| Texte fourni |
>>>

Le vote par l’Assemblée de la résolution sur l’Ukraine a fait ressortir clairement la profonde division de la Nupes sur cette question centrale. Sur les quatre groupes parlementaires qui constituent l’intergroupe de la Nupes, trois d’entre eux ont voté le texte à l’unanimité (socialiste, écologiste, gauche démocrate et républicaine) tandis que le quatrième, le groupe LFI, s’est abstenu. Il est donc clair que dans la situation internationale actuelle, la Nupes ne pourrait pas constituer une formule de coalition gouvernementale. Or Olivier Faure, premier secrétaire du parti socialiste, qui, lors de la signature de l’accord fondant la Nupes, avait estimé que rien de fondamental ne séparait son parti de LFI, a réaffirmé le 25 novembre, à propos du prochain congrès du PS, son objectif stratégique : « Deux lignes s’affrontent aujourd’hui, la mienne et la leur, qui appelle à sortir de la Nupes tout en prétendant convoquer des états généraux de la gauche… Comment prétendre rassembler autour de soi tout en prônant les gauches irréconciliables ? Depuis quatre ans, j’essaie, non pas de cultiver un patriotisme de parti étroit, mais d’emmener toute la gauche vers sa propre refondation. La Nupes est un récit encore en construction. Il appartient aux socialistes d’en faire le ferment de la victoire. » Apparemment pourtant, le PS et LFI ont sur la question fondamentale du soutien de la France à l’Ukraine des vues irréconciliables puisque le premier a voté la résolution présentée par la majorité gouvernementale alors que le second a refusé de la voter. Olivier Faure estime que son parti est plus proche de Mélenchon que de Macron. Cela signifie-t-il que pour lui la question ukrainienne est secondaire ?

<<<

| Énoncé A |
D'après le texte fourni, quel groupe parlementaire de la Nupes s'est abstenu lors du vote de la résolution sur l'Ukraine ?
| Énoncé B |
Recopiez, parmi les entrées, les lignes situées entre celle qui contient « like point(296, 396). » et celle qui contient « point(228, 276) », ces deux lignes comprises.

Extrait d'un fichier de données
>>>

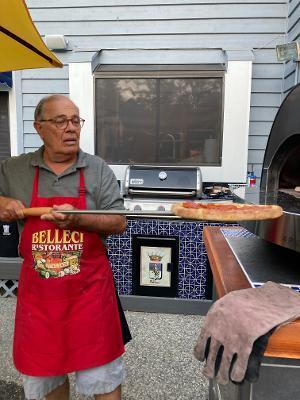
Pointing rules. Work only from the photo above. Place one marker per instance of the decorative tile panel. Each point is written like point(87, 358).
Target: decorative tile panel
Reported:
point(193, 263)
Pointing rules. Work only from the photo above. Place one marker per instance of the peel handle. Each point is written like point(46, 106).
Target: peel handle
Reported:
point(35, 211)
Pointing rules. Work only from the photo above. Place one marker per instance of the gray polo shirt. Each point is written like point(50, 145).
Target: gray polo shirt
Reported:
point(102, 190)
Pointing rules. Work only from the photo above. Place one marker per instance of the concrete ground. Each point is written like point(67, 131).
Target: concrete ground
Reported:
point(159, 360)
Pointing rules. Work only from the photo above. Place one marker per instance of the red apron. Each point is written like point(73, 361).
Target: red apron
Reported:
point(66, 317)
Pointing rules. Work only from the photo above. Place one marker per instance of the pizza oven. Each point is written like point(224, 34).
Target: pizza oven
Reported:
point(281, 176)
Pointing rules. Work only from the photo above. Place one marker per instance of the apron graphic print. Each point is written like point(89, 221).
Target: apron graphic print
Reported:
point(56, 253)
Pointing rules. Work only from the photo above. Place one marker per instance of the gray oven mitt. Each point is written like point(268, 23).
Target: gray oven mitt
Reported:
point(235, 321)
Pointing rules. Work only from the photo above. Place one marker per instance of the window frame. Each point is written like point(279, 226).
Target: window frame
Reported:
point(164, 72)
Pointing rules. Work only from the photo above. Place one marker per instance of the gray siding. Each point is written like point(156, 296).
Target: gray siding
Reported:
point(293, 34)
point(167, 32)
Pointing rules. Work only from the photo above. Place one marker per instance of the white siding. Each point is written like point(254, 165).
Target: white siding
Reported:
point(168, 32)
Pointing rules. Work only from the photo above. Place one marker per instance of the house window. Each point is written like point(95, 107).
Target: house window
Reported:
point(159, 117)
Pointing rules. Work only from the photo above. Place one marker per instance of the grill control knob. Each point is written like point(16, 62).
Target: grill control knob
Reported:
point(162, 175)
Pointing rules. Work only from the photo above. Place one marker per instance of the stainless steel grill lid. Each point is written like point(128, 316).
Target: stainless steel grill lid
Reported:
point(153, 181)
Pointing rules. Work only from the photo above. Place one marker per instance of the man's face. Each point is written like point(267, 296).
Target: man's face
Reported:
point(57, 140)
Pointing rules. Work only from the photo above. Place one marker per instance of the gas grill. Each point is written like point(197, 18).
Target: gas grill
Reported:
point(156, 188)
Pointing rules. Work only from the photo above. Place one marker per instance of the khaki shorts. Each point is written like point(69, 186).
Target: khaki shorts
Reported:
point(103, 379)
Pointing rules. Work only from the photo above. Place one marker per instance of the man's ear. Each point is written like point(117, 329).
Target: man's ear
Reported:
point(38, 127)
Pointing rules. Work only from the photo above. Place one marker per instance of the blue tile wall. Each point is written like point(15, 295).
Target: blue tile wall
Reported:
point(193, 262)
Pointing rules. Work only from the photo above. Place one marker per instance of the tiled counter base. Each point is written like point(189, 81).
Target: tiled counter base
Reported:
point(193, 272)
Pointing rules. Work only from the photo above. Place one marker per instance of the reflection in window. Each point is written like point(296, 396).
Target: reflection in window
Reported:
point(160, 121)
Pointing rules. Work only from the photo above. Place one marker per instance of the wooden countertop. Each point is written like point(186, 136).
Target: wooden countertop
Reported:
point(228, 276)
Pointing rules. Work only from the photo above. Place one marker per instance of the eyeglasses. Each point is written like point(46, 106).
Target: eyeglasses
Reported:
point(62, 122)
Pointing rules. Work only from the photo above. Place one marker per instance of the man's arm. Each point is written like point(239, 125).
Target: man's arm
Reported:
point(104, 224)
point(10, 209)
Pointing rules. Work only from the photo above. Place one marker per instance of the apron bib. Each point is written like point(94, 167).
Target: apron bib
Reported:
point(67, 315)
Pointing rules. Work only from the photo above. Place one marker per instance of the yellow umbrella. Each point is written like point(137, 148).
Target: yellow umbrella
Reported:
point(21, 46)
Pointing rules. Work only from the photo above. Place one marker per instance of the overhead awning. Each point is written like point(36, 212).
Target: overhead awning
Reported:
point(6, 79)
point(21, 45)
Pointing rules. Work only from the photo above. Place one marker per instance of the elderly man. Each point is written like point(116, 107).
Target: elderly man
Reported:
point(67, 317)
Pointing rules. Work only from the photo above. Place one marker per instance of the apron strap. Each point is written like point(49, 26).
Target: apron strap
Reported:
point(81, 188)
point(35, 187)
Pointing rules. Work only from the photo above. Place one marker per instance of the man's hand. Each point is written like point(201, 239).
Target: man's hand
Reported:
point(63, 221)
point(10, 209)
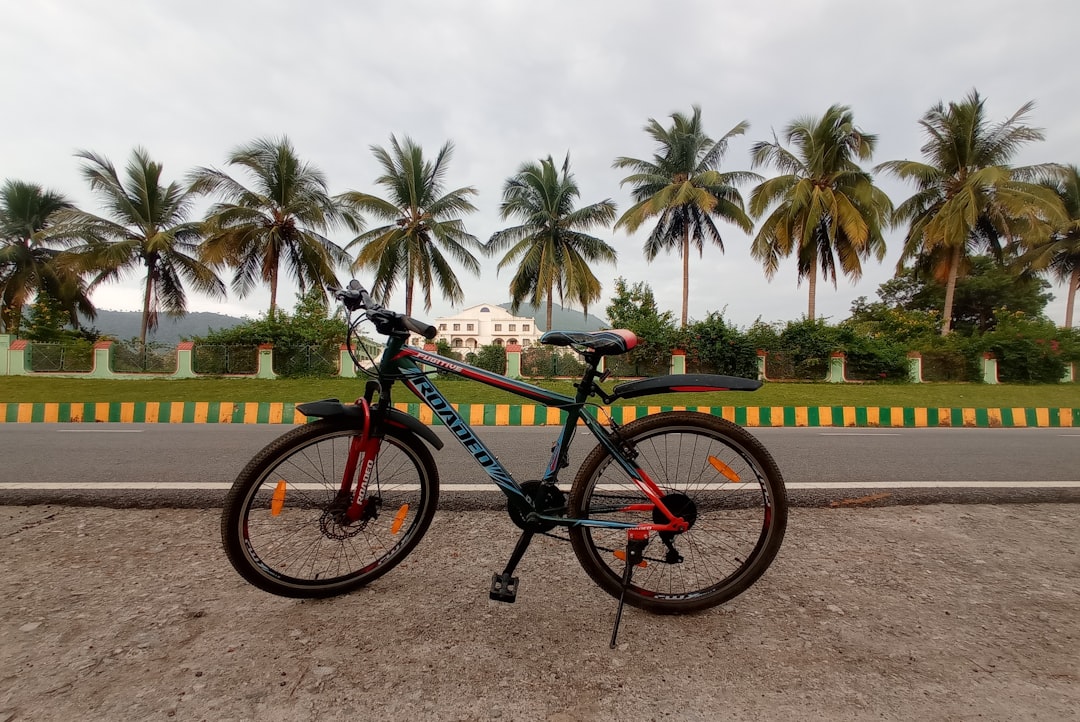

<<<

| Résultat attendu A |
Le groupe LFI.

| Résultat attendu B |
Pointing rules. Work only from the photo above. Place one marker per instance of the reflection in window. Each point is written like point(296, 396).
Target: reflection in window
Reported:
point(160, 121)
Pointing rules. Work only from the photo above. Place one marker per instance of the wooden countertop. Each point is written like point(186, 136).
Target: wooden countertop
Reported:
point(228, 276)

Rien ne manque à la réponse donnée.